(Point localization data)
○ ○ ○ ○
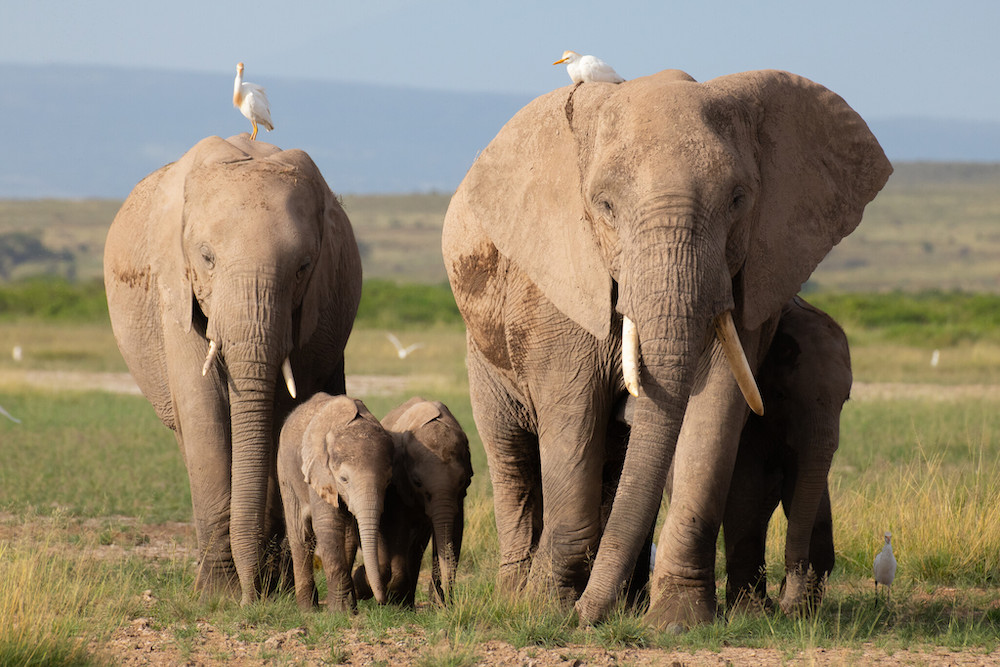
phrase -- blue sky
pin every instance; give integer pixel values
(886, 57)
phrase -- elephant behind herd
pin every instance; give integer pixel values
(677, 207)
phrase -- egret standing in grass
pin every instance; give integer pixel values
(585, 69)
(402, 352)
(251, 100)
(885, 565)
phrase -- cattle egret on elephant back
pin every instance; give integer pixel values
(585, 69)
(251, 100)
(885, 565)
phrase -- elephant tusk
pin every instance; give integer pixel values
(725, 330)
(630, 356)
(213, 351)
(286, 372)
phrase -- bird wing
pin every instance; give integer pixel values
(595, 69)
(255, 105)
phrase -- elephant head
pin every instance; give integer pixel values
(679, 205)
(434, 469)
(347, 459)
(243, 253)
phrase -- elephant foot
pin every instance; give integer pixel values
(218, 581)
(801, 591)
(679, 607)
(748, 601)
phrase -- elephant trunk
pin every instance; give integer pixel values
(368, 513)
(673, 305)
(253, 334)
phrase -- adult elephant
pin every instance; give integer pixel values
(683, 207)
(224, 270)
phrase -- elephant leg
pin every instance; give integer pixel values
(753, 496)
(302, 545)
(333, 526)
(682, 591)
(806, 503)
(512, 455)
(572, 458)
(201, 408)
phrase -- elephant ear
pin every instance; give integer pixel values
(330, 286)
(166, 225)
(820, 165)
(320, 453)
(525, 192)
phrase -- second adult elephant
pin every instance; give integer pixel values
(223, 270)
(684, 207)
(785, 455)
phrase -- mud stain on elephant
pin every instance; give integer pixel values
(133, 278)
(476, 276)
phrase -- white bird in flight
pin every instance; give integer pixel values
(584, 69)
(885, 564)
(402, 352)
(251, 100)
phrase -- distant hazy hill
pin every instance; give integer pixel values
(95, 132)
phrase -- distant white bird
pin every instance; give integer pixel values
(885, 565)
(584, 69)
(403, 352)
(9, 416)
(251, 100)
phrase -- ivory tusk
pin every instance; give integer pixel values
(630, 356)
(213, 351)
(286, 372)
(725, 330)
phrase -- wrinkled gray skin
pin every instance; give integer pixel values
(334, 466)
(671, 202)
(786, 456)
(432, 470)
(243, 243)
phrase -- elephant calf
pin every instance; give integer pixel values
(431, 472)
(334, 466)
(786, 455)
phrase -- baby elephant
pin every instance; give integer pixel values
(431, 472)
(334, 465)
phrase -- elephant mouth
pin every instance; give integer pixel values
(286, 367)
(725, 331)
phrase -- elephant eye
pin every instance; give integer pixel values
(739, 197)
(207, 256)
(301, 273)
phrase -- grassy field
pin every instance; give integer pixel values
(90, 479)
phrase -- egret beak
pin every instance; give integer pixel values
(725, 331)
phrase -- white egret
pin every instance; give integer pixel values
(584, 69)
(402, 352)
(885, 565)
(251, 100)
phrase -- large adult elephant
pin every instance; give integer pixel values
(225, 270)
(685, 207)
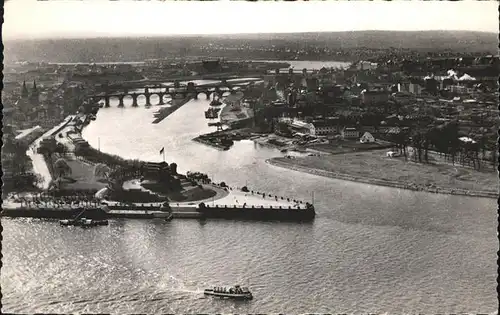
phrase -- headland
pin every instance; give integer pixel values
(374, 167)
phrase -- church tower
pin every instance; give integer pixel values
(34, 93)
(24, 92)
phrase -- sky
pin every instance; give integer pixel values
(27, 19)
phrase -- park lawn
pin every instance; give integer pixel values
(375, 165)
(190, 193)
(83, 174)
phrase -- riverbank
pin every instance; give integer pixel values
(234, 110)
(164, 112)
(373, 167)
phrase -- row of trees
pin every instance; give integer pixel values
(445, 140)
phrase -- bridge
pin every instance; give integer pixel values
(134, 84)
(178, 89)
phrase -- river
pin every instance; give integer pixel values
(370, 249)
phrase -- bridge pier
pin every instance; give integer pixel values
(121, 104)
(160, 95)
(134, 100)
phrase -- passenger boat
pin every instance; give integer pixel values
(236, 292)
(83, 222)
(215, 102)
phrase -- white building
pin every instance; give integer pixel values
(303, 127)
(367, 138)
(350, 133)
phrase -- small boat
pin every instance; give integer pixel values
(236, 292)
(83, 222)
(215, 102)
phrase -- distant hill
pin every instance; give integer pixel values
(136, 49)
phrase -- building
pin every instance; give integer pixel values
(326, 127)
(302, 127)
(374, 97)
(211, 65)
(415, 88)
(366, 65)
(349, 133)
(367, 138)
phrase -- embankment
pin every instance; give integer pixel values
(435, 182)
(166, 111)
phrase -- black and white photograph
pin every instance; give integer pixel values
(250, 157)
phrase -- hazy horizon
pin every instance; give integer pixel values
(30, 19)
(239, 34)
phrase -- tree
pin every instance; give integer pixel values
(173, 168)
(102, 170)
(62, 168)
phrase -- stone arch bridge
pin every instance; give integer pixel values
(161, 91)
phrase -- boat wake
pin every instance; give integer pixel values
(175, 284)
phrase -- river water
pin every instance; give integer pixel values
(370, 248)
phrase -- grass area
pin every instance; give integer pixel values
(190, 194)
(375, 168)
(338, 146)
(83, 174)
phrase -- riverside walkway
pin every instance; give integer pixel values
(39, 165)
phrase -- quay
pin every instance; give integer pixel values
(202, 211)
(236, 205)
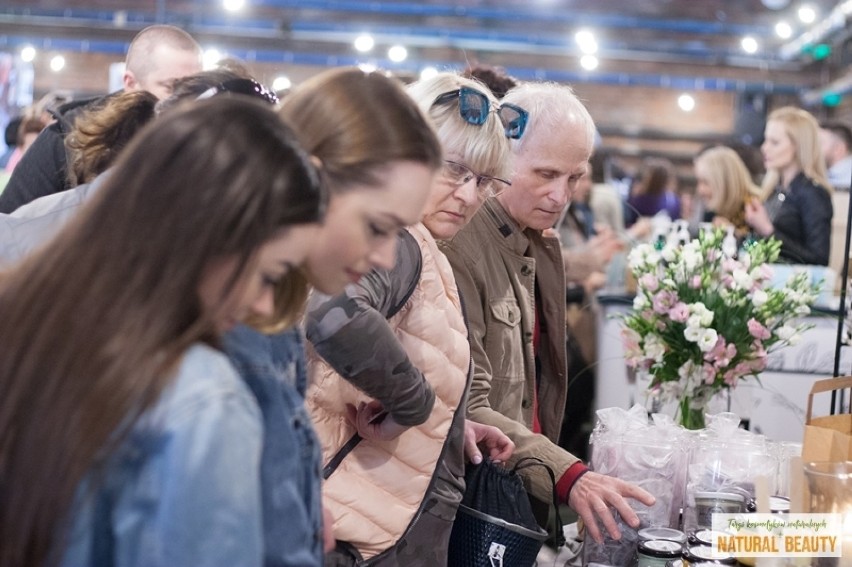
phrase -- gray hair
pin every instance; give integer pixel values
(484, 148)
(551, 106)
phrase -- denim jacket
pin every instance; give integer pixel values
(273, 367)
(183, 488)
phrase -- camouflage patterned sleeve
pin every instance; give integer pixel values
(351, 332)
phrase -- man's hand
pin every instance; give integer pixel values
(498, 445)
(594, 494)
(372, 422)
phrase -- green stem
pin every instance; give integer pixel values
(691, 418)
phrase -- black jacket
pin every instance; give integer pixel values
(43, 168)
(803, 222)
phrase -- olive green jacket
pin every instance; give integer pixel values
(497, 268)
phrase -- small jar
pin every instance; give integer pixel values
(701, 554)
(779, 505)
(657, 552)
(709, 503)
(669, 534)
(701, 537)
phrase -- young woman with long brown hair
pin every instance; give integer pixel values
(126, 437)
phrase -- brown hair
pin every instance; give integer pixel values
(656, 176)
(101, 133)
(355, 123)
(93, 326)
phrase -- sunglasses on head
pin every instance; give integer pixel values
(474, 108)
(248, 87)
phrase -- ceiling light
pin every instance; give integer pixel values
(589, 62)
(807, 14)
(233, 5)
(364, 43)
(783, 30)
(281, 83)
(210, 58)
(397, 54)
(586, 41)
(749, 44)
(428, 73)
(57, 63)
(27, 53)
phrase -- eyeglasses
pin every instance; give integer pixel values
(487, 186)
(474, 108)
(248, 87)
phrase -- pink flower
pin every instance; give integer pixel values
(721, 354)
(680, 312)
(757, 330)
(709, 372)
(649, 282)
(664, 301)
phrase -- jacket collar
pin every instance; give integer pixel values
(506, 228)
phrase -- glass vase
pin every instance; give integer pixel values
(689, 416)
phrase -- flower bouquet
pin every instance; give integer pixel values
(703, 319)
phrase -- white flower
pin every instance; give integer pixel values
(692, 333)
(785, 332)
(655, 348)
(704, 314)
(689, 375)
(707, 340)
(692, 257)
(742, 279)
(643, 257)
(670, 391)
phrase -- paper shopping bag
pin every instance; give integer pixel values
(828, 438)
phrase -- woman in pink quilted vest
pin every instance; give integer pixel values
(390, 359)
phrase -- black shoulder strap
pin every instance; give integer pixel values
(415, 279)
(527, 462)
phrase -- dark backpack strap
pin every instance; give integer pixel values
(412, 283)
(529, 462)
(338, 457)
(103, 539)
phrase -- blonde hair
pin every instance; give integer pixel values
(803, 130)
(484, 148)
(730, 181)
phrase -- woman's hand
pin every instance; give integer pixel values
(328, 542)
(373, 422)
(758, 218)
(497, 443)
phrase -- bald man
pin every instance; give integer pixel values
(157, 56)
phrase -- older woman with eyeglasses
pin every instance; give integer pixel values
(391, 360)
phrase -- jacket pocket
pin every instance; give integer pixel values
(506, 311)
(504, 346)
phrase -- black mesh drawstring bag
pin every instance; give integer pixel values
(495, 525)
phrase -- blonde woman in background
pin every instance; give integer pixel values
(797, 209)
(725, 186)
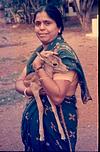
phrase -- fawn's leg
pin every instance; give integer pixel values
(35, 90)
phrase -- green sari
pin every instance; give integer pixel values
(30, 121)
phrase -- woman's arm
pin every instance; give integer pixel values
(19, 85)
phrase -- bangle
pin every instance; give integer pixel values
(39, 68)
(43, 78)
(25, 93)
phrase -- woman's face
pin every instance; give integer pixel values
(45, 28)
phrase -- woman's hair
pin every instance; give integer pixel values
(53, 13)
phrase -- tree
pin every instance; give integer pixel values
(84, 13)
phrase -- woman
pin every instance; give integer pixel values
(60, 89)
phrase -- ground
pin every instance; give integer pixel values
(17, 42)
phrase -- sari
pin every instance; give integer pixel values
(67, 113)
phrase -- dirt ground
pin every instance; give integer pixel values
(16, 45)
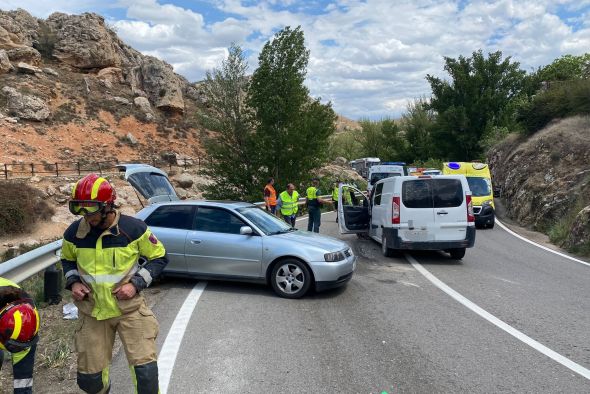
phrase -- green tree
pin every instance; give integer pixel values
○ ○ ○ ○
## WHAT TO PRODUCE
All pictures are to be skipped. Output, word for word, the lines in the data above starting at the line containing "phrase -- older woman with eyeglasses" and ending at the line containing "phrase -- bangle".

## EXERCISE RESPONSE
phrase -- older woman with eyeglasses
pin every instance; give integer pixel values
(391, 360)
phrase -- jacket pocket
pin every instance; give integer pixel values
(506, 311)
(504, 346)
phrase -- black mesh drawstring bag
pin every instance; give integer pixel values
(495, 525)
phrase -- blonde woman in background
pin every instance; give integer pixel values
(797, 209)
(725, 186)
phrase -- fawn's leg
pin every instance; give integer pixel values
(35, 90)
phrase -- green sari
pin every instance; give integer pixel values
(30, 121)
phrase -- woman's arm
pin every instance; give integer pixel values
(19, 85)
phrase -- bangle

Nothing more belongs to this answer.